:: Extrait présenté
Tout en risquant d’être accusé de prêcher pour ma paroisse, ces réformes de nos gouvernances appellent des investissements encore plus importants qu’après la crise de 2008 dans la recherche et l’éducation. Même si les débats sont âpres et souvent pollués par les fake news, l’éclairage scientifique est aujourd’hui fondamental. Si les progrès de la connaissance sont gigantesques, virologues, épidémiologistes, économistes et chercheurs des sciences sociales et humaines doivent renforcer leur coopération scientifique pour mieux se préparer à la prochaine crise.
Cette réexamination de nos gouvernances, tant au niveau national qu’européen d’ailleurs, ne pourra toutefois pas faire l’impasse sur nos expériences durant ce confinement.
::::
:: Données fournies
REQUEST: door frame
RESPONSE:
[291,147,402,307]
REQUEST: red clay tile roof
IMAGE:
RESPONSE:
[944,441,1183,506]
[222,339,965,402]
::::
Recopiez l’extrait sur la réforme de nos gouvernances, en commençant par « Tout en risquant » et en allant jusqu’à « la prochaine crise. ». Substituez « considérables » à « gigantesques ».

# [Réponse]
Tout en risquant d’être accusé de prêcher pour ma paroisse, ces réformes de nos gouvernances appellent des investissements encore plus importants qu’après la crise de 2008 dans la recherche et l’éducation. Même si les débats sont âpres et souvent pollués par les fake news, l’éclairage scientifique est aujourd’hui fondamental. Si les progrès de la connaissance sont considérables, virologues, épidémiologistes, économistes et chercheurs des sciences sociales et humaines doivent renforcer leur coopération scientifique pour mieux se préparer à la prochaine crise.